[Aim of the task] Please swap "Give the mask of" for "Return the outline of" everywhere it occurs in the items below, and reproduce the items with every other part left unchanged.

-------- Input data

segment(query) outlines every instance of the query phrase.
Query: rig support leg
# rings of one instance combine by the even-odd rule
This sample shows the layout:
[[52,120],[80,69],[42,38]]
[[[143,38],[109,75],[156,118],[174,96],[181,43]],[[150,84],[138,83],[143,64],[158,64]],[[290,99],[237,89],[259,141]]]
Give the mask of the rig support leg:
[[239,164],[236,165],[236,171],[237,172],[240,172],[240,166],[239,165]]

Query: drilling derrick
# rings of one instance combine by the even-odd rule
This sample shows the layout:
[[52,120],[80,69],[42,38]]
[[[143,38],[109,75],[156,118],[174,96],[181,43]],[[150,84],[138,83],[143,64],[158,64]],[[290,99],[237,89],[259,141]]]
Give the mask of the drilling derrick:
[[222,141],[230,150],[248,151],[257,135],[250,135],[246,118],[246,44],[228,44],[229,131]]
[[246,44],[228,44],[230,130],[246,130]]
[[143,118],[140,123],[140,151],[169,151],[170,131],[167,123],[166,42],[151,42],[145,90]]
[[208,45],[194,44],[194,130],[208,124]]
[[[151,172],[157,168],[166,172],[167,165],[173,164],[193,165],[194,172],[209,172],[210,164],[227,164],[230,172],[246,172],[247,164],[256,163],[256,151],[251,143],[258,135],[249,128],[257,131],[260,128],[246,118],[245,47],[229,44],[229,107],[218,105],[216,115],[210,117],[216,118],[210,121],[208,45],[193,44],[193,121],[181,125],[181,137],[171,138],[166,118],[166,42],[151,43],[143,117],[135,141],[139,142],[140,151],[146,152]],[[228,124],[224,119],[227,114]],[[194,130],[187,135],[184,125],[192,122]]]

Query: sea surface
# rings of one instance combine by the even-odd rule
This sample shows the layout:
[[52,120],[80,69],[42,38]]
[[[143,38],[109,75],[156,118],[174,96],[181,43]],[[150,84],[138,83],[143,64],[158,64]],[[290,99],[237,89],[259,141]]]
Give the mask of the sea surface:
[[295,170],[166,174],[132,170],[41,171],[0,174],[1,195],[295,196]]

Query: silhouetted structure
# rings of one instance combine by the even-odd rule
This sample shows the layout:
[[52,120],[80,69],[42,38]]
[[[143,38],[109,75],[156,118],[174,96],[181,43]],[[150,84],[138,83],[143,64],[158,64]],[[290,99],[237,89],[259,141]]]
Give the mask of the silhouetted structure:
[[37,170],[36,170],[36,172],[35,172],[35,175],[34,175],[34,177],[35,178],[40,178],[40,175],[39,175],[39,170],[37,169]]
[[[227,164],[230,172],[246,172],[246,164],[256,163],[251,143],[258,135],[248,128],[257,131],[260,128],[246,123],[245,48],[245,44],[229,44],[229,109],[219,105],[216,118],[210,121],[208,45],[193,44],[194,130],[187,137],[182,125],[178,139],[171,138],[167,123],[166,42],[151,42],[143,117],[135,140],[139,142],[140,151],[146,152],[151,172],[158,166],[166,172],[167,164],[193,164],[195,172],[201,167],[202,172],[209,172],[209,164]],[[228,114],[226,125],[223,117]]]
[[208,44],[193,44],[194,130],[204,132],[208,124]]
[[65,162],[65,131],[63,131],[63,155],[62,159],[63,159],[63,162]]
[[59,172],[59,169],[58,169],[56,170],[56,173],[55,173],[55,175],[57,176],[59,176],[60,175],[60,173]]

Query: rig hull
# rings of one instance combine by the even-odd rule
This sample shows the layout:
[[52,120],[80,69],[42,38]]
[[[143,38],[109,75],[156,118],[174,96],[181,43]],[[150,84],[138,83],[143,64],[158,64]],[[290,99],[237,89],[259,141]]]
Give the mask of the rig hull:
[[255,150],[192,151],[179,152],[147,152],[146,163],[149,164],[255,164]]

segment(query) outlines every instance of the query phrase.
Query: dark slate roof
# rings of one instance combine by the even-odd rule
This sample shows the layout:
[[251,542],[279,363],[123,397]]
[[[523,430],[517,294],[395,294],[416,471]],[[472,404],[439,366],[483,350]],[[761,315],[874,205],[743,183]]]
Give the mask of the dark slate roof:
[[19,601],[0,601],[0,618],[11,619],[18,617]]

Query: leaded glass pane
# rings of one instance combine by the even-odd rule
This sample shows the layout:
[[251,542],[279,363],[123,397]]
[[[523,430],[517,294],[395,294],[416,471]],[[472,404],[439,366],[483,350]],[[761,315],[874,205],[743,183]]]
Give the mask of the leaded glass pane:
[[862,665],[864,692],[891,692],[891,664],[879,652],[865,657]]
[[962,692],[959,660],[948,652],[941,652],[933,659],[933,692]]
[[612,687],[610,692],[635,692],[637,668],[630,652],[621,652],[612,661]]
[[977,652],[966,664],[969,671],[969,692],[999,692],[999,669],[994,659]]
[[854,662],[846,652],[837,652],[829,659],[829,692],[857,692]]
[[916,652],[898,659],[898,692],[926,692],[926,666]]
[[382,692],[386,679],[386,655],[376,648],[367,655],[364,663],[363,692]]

----------------

[Final result]
segment(query) outlines every instance of the query phrase.
Query: rig support leg
# rings of one instance combine by the even-odd rule
This sample shows the layout:
[[52,120],[80,69],[42,38]]
[[[143,38],[109,75],[156,118],[174,96],[181,43]],[[150,84],[138,83],[143,64],[158,64]],[[290,99],[237,89],[259,141]]]
Return the outline of the rig support leg:
[[239,164],[236,165],[236,171],[237,172],[240,172],[240,166],[239,165]]

Query: drilling derrick
# rings of one instance combine by the even-odd rule
This sample shows the layout:
[[52,120],[80,69],[42,38]]
[[[143,38],[109,75],[156,118],[174,96],[181,43]],[[150,84],[138,83],[143,64],[158,64]],[[290,99],[237,89],[259,141]]]
Return the outline of the drilling derrick:
[[222,141],[230,150],[248,151],[257,135],[250,135],[246,118],[246,44],[228,44],[229,131]]
[[246,44],[228,44],[230,130],[246,130]]
[[143,118],[140,123],[140,151],[169,151],[170,131],[167,123],[166,42],[151,42],[145,90]]
[[208,45],[194,44],[194,130],[208,124]]
[[[151,172],[157,168],[166,172],[167,165],[173,164],[193,165],[194,172],[209,172],[210,164],[227,164],[230,172],[246,172],[247,164],[256,163],[256,151],[251,143],[258,135],[249,128],[257,131],[260,128],[246,118],[245,47],[229,44],[229,107],[218,105],[216,115],[210,117],[216,118],[210,121],[208,45],[193,44],[193,121],[181,125],[181,137],[171,138],[166,118],[166,42],[151,43],[143,117],[135,141],[139,142],[140,151],[146,152]],[[228,124],[224,119],[227,114]],[[194,130],[187,135],[184,125],[192,122]]]

Query: sea surface
# rings of one instance combine by the even-odd rule
This sample shows the layout:
[[52,120],[80,69],[42,38]]
[[[143,38],[109,75],[156,118],[174,96],[181,43]],[[150,84],[138,83],[143,64],[158,64]],[[290,99],[237,89],[259,141]]]
Return the outline of the sea surface:
[[295,170],[166,174],[132,170],[41,171],[0,174],[1,195],[295,196]]

Query: silhouetted structure
# rings of one instance combine by the even-odd rule
This sample shows the layout:
[[52,120],[80,69],[42,38]]
[[[143,38],[109,75],[156,118],[174,96],[181,43]],[[150,84],[138,83],[143,64],[158,64]],[[290,99],[237,89],[259,141]]]
Return the outline of the silhouetted structure:
[[37,170],[36,170],[36,172],[35,172],[35,175],[34,175],[34,177],[35,178],[40,178],[40,175],[39,175],[39,170],[37,169]]
[[[227,164],[230,172],[246,172],[246,164],[256,163],[251,143],[258,135],[248,128],[257,131],[260,128],[246,123],[245,48],[245,44],[229,44],[229,109],[219,105],[216,118],[210,121],[208,45],[193,44],[194,130],[187,137],[182,125],[178,139],[171,138],[167,123],[166,42],[151,42],[143,117],[135,140],[139,142],[140,151],[146,152],[151,172],[158,166],[166,172],[167,164],[193,164],[195,172],[201,167],[202,172],[209,172],[209,164]],[[228,114],[226,125],[223,117]]]
[[208,44],[193,44],[194,130],[204,132],[208,124]]
[[65,162],[65,131],[63,131],[63,155],[62,159],[63,159],[63,162]]
[[59,172],[59,169],[58,169],[56,170],[56,173],[55,173],[55,175],[57,176],[59,176],[60,175],[60,173]]

Query: rig hull
# rings of one instance combine by the even-odd rule
This sample shows the layout:
[[52,120],[80,69],[42,38]]
[[[143,38],[109,75],[156,118],[174,96],[181,43]],[[150,84],[138,83],[143,64],[158,64]],[[290,99],[237,89],[259,141]]]
Return the outline of the rig hull:
[[255,150],[192,151],[179,152],[147,152],[146,163],[149,164],[255,164]]

segment(query) outlines every instance of the query phrase.
Query: dark slate roof
# rings of one instance combine by the even-odd rule
This sample shows the layout:
[[251,542],[279,363],[123,397]]
[[[523,430],[517,294],[395,294],[416,471]],[[472,404],[439,366],[483,350]],[[761,315],[874,205],[743,183]]]
Return the outline of the dark slate roof:
[[19,601],[0,601],[0,618],[11,619],[18,617]]

Query: leaded glass pane
# rings of one instance combine by the even-odd rule
This sample shows the layout:
[[251,542],[279,363],[123,397]]
[[[523,430],[517,294],[395,294],[416,471]],[[472,404],[439,366],[483,350]],[[761,315],[874,205],[743,183]]]
Return the outline of the leaded glass pane:
[[862,665],[864,692],[891,692],[891,664],[879,652],[865,657]]
[[962,692],[959,660],[948,652],[941,652],[933,659],[933,692]]
[[612,687],[610,692],[635,692],[637,668],[630,652],[621,652],[612,661]]
[[977,652],[966,664],[969,671],[969,692],[999,692],[999,669],[994,659]]
[[854,662],[846,652],[837,652],[829,659],[829,692],[857,692]]
[[916,652],[898,659],[898,692],[926,692],[926,666]]
[[382,692],[386,679],[386,655],[376,648],[367,655],[364,663],[363,692]]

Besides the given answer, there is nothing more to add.